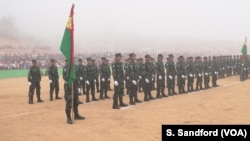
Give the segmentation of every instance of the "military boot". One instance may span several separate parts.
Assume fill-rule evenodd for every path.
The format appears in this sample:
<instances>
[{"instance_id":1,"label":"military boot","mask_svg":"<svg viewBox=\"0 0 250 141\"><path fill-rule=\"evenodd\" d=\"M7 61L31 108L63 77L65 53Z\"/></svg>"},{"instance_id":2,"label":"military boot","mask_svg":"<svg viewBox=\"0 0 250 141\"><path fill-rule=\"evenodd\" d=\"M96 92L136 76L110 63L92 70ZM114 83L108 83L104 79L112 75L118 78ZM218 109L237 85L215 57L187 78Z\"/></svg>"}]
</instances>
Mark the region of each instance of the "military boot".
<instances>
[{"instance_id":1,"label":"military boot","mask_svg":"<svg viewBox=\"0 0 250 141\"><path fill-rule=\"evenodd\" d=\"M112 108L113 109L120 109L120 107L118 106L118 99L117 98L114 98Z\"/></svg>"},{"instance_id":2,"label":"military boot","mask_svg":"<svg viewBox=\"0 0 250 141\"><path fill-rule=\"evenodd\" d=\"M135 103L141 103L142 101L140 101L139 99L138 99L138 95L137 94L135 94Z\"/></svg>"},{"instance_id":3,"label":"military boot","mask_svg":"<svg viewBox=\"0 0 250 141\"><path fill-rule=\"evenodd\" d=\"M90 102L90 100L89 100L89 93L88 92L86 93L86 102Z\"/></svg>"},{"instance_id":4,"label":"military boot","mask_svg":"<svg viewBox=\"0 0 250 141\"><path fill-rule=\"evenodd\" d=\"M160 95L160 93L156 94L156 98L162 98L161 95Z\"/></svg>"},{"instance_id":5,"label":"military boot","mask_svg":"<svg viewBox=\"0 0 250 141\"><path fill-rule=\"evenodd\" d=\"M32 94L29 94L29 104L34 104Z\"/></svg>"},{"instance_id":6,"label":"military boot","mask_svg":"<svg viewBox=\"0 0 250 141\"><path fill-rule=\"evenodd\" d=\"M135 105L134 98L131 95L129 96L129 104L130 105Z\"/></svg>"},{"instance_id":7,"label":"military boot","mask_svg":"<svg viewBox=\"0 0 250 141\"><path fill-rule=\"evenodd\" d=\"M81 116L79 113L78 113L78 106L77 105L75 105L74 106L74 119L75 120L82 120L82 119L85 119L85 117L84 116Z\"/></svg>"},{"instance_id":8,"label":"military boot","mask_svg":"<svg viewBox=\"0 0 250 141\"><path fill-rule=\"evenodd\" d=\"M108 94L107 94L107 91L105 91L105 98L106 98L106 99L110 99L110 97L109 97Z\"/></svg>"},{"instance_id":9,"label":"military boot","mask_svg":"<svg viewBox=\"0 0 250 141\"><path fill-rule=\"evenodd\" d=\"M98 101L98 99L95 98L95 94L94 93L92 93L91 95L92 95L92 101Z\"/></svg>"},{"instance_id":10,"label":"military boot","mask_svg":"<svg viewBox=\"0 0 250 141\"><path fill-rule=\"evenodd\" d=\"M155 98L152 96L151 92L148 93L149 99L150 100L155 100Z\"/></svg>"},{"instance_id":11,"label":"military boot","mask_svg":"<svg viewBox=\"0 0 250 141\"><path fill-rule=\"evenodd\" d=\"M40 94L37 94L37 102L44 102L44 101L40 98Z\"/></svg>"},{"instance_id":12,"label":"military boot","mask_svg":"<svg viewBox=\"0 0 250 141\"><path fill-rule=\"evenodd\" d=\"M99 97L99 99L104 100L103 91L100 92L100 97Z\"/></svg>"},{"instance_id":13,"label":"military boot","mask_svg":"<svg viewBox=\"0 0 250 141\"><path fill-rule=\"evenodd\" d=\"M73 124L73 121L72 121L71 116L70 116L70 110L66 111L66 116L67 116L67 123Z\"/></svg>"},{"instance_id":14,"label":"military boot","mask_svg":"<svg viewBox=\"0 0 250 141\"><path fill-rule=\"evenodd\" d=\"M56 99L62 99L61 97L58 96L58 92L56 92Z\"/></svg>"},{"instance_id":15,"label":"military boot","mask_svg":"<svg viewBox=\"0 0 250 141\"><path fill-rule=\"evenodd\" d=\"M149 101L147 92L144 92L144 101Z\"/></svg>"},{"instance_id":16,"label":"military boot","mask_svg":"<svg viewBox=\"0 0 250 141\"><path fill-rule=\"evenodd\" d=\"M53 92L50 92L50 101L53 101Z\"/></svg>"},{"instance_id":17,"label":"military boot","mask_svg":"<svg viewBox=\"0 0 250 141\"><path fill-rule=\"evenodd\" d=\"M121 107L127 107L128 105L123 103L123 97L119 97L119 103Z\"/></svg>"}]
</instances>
...
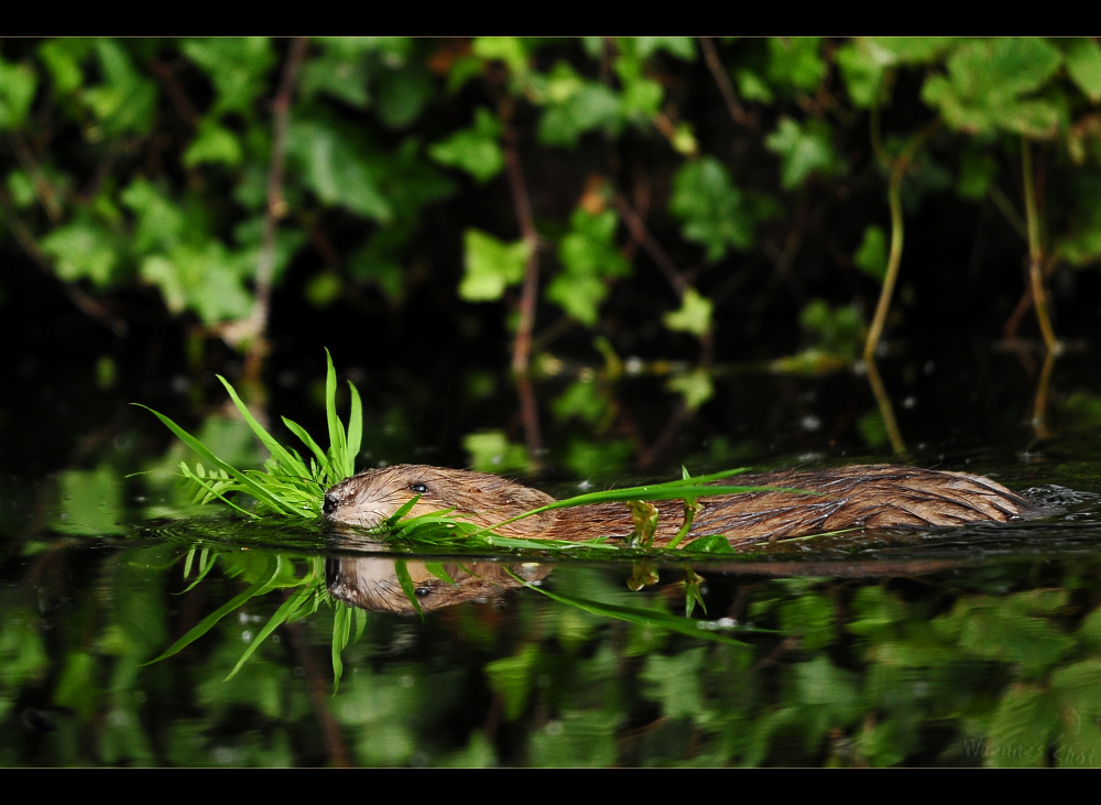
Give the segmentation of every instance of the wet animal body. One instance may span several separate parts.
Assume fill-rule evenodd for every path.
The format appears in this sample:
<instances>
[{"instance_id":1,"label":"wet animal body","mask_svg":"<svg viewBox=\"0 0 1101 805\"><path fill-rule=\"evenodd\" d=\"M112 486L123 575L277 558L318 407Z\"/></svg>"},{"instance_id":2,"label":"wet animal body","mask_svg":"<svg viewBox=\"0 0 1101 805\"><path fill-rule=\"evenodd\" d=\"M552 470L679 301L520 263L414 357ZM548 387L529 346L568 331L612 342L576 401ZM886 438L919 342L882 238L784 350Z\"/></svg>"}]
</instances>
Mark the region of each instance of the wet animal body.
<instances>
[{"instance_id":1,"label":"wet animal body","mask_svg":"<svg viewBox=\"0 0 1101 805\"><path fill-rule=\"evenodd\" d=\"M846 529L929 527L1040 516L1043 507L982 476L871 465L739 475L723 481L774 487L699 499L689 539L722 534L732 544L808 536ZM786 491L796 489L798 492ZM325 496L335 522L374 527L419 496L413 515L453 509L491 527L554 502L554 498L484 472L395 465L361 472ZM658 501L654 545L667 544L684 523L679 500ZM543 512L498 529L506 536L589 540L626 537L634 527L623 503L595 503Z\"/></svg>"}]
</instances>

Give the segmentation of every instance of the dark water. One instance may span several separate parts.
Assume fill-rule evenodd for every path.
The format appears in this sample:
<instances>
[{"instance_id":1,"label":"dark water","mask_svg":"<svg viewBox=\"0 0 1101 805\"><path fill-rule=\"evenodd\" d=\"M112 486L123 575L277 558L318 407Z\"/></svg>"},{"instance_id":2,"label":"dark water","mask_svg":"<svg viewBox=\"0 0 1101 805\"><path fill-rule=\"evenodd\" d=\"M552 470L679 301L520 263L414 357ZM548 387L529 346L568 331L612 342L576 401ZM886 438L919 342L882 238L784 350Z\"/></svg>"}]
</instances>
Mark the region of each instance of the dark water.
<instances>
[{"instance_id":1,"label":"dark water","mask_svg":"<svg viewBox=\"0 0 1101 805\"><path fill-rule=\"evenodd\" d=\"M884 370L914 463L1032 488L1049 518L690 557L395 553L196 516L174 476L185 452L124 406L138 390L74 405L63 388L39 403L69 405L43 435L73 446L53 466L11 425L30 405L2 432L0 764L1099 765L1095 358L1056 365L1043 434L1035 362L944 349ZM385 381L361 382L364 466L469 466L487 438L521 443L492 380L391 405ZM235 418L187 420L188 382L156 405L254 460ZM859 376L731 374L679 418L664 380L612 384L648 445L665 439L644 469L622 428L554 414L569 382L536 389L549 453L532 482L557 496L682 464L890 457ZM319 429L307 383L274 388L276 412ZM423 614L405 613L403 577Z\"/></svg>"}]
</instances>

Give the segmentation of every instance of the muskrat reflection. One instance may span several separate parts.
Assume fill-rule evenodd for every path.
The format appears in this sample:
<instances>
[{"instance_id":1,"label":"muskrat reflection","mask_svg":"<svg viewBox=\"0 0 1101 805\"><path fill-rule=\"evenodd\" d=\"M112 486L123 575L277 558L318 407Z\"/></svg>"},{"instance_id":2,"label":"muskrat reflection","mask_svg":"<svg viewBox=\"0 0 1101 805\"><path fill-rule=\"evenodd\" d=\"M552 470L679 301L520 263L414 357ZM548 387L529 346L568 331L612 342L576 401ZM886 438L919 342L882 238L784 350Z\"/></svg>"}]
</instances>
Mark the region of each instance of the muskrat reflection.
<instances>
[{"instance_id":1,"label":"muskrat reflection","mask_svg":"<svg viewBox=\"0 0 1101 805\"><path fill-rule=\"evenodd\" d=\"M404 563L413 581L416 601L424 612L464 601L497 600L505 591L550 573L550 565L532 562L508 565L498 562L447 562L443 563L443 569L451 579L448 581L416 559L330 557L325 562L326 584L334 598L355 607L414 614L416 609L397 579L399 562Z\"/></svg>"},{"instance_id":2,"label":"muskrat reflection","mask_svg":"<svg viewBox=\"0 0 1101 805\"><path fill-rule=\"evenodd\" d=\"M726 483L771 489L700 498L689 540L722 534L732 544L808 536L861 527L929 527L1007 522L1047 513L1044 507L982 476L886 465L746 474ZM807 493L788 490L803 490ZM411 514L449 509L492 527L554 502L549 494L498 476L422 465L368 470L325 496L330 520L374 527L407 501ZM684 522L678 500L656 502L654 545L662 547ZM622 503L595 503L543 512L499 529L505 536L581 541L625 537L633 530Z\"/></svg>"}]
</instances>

▶ **REQUIREMENTS**:
Count the lines in the listing above that contain the word "each", and reply with the number alone.

▶ **FINISHED TASK**:
4